### EXERCISE PROMPT
Return every entry exactly as written.

Boundary labeling items
__________

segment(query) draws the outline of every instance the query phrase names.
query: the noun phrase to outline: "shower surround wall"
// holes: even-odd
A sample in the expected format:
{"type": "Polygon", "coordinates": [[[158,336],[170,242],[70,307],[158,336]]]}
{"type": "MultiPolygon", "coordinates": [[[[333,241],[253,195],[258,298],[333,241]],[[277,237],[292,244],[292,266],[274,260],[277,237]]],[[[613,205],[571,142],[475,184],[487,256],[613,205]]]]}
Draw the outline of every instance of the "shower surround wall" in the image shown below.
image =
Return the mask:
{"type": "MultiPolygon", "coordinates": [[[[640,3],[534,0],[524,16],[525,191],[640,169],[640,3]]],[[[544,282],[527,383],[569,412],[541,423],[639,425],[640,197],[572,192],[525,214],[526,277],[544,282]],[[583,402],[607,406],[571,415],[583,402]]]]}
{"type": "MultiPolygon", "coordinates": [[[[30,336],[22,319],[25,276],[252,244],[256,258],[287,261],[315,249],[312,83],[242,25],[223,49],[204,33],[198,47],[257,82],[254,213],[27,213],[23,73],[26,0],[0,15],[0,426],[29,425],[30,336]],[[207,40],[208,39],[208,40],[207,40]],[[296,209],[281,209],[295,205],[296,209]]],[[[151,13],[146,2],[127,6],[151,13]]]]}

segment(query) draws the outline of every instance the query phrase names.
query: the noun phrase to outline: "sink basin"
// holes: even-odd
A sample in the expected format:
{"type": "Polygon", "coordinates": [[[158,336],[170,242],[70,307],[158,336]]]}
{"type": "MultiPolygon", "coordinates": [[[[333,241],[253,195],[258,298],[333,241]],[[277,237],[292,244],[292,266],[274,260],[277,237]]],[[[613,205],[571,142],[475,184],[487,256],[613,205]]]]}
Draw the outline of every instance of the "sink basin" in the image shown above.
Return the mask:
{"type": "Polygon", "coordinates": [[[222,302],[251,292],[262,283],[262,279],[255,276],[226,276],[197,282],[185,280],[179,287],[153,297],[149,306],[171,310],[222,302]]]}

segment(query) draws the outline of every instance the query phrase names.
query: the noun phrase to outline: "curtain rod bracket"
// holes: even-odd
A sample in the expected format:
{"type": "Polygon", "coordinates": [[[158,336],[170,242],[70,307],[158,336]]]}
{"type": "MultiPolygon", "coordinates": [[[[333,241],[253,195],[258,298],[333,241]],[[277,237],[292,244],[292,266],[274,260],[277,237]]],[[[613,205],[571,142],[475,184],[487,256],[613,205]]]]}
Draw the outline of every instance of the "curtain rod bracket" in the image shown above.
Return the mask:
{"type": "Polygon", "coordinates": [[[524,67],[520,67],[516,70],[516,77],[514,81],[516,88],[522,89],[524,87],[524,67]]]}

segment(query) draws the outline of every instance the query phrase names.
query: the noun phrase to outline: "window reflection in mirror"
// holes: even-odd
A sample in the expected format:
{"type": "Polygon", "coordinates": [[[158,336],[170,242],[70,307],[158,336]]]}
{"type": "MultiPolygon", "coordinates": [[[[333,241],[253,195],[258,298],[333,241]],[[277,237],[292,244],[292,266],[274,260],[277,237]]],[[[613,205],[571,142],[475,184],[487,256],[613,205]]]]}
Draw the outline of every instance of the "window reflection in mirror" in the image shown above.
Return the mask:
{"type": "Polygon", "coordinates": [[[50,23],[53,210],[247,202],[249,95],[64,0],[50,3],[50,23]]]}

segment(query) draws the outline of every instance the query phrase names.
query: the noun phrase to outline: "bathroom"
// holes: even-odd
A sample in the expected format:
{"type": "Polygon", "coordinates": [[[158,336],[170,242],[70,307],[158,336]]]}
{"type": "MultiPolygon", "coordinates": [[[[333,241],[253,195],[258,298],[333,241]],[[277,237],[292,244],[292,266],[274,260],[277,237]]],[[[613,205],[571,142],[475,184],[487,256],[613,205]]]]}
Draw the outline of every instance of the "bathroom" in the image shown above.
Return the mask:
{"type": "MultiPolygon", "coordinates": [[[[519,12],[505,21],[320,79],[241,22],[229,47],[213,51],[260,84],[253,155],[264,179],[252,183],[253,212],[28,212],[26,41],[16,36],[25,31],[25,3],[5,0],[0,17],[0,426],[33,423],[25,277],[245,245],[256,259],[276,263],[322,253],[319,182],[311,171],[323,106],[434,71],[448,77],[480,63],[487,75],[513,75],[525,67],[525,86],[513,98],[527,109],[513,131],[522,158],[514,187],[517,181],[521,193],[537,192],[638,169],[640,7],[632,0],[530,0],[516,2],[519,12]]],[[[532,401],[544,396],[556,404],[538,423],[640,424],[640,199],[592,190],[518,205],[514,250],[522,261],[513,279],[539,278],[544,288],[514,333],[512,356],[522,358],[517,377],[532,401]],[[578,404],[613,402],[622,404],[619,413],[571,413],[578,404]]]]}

__________

### CORRECT RESPONSE
segment(query) draws the outline of every instance the query phrase names.
query: the noun phrase to outline: "shower surround wall"
// holes: even-odd
A sample in the expected format:
{"type": "Polygon", "coordinates": [[[158,336],[170,242],[70,307],[158,336]]]}
{"type": "MultiPolygon", "coordinates": [[[[333,241],[253,195],[258,298],[333,241]],[[277,237],[292,244],[292,266],[274,260],[277,237]]],[[[613,205],[571,142],[475,184],[487,256],[613,205]]]]}
Draw the outline of every instance of the "shower surround wall" in the image shown below.
image =
Return the mask:
{"type": "MultiPolygon", "coordinates": [[[[640,3],[534,0],[524,16],[525,191],[640,169],[640,3]]],[[[544,282],[527,383],[569,412],[541,423],[639,425],[640,197],[572,192],[525,214],[526,277],[544,282]],[[583,402],[607,406],[571,415],[583,402]]]]}
{"type": "MultiPolygon", "coordinates": [[[[30,336],[22,319],[25,276],[252,244],[256,258],[287,261],[315,249],[312,83],[242,25],[223,49],[204,33],[198,47],[257,82],[254,213],[27,213],[23,73],[26,0],[0,15],[0,426],[29,425],[30,336]],[[207,40],[208,39],[208,40],[207,40]],[[296,209],[281,209],[295,205],[296,209]]],[[[151,13],[146,2],[127,6],[151,13]]]]}

segment(query) draws the outline of every instance the query phrase names.
query: the noun phrase to outline: "sink basin"
// holes: even-odd
A sample in the expected format:
{"type": "Polygon", "coordinates": [[[158,336],[170,242],[70,307],[158,336]]]}
{"type": "MultiPolygon", "coordinates": [[[[333,241],[253,195],[258,298],[333,241]],[[277,237],[292,244],[292,266],[274,260],[277,237]]],[[[613,205],[571,142],[475,184],[487,256],[613,205]]]]}
Draw the outline of every instance of the "sink basin" in the image shown above.
Return the mask:
{"type": "Polygon", "coordinates": [[[222,302],[251,292],[262,283],[262,279],[255,276],[226,276],[197,282],[185,280],[179,287],[153,297],[149,306],[171,310],[222,302]]]}

segment(query) draws the outline of every instance the query phrase names.
query: the noun phrase to outline: "curtain rod bracket"
// holes: even-odd
A sample in the expected format:
{"type": "Polygon", "coordinates": [[[158,336],[170,242],[70,307],[158,336]]]}
{"type": "MultiPolygon", "coordinates": [[[[333,241],[253,195],[258,298],[333,241]],[[277,237],[292,244],[292,266],[274,260],[277,237]]],[[[613,205],[571,142],[475,184],[487,256],[613,205]]]]}
Draw the outline of every instance of the "curtain rod bracket" in the image shown above.
Return the mask:
{"type": "Polygon", "coordinates": [[[524,67],[520,67],[516,70],[516,77],[514,81],[516,88],[522,89],[524,87],[524,67]]]}

segment(query) draws the outline of every instance the query phrase names.
query: the noun phrase to outline: "window reflection in mirror"
// holes: even-odd
A sample in the expected format:
{"type": "Polygon", "coordinates": [[[158,336],[170,242],[70,307],[158,336]]]}
{"type": "MultiPolygon", "coordinates": [[[[333,241],[253,195],[258,298],[333,241]],[[277,237],[292,244],[292,266],[274,260],[277,237]]],[[[613,205],[571,142],[475,184],[487,256],[613,205]]]]}
Draw the outline of every instance of the "window reflection in mirror" in the image shown above.
Return the mask:
{"type": "Polygon", "coordinates": [[[50,23],[53,210],[247,202],[249,95],[64,0],[50,3],[50,23]]]}

segment(query) draws the outline of every instance the query phrase names.
query: the noun phrase to outline: "bathroom"
// holes: even-odd
A sample in the expected format:
{"type": "Polygon", "coordinates": [[[158,336],[170,242],[70,307],[158,336]]]}
{"type": "MultiPolygon", "coordinates": [[[[333,241],[253,195],[258,298],[333,241]],[[277,237],[292,244],[292,266],[274,260],[277,237]]],[[[613,205],[571,142],[475,184],[487,256],[613,205]]]]}
Draw the outline of every instance of the "bathroom" in the image shown above.
Return the mask:
{"type": "MultiPolygon", "coordinates": [[[[519,12],[505,21],[320,79],[241,22],[229,47],[213,51],[260,84],[253,155],[264,179],[252,183],[253,212],[28,212],[26,41],[16,36],[25,31],[25,3],[5,0],[0,17],[0,426],[33,423],[25,277],[245,245],[256,259],[276,263],[322,253],[319,182],[311,171],[323,106],[434,71],[448,77],[480,63],[487,75],[513,75],[525,67],[525,86],[513,98],[527,109],[513,131],[522,158],[514,187],[517,181],[521,193],[537,192],[638,169],[640,7],[632,0],[530,0],[516,2],[519,12]]],[[[532,401],[544,396],[556,404],[538,423],[640,424],[640,199],[592,190],[518,205],[514,250],[522,261],[513,279],[539,278],[544,288],[514,333],[512,356],[522,358],[517,377],[532,401]],[[578,404],[613,402],[622,404],[619,413],[571,413],[578,404]]]]}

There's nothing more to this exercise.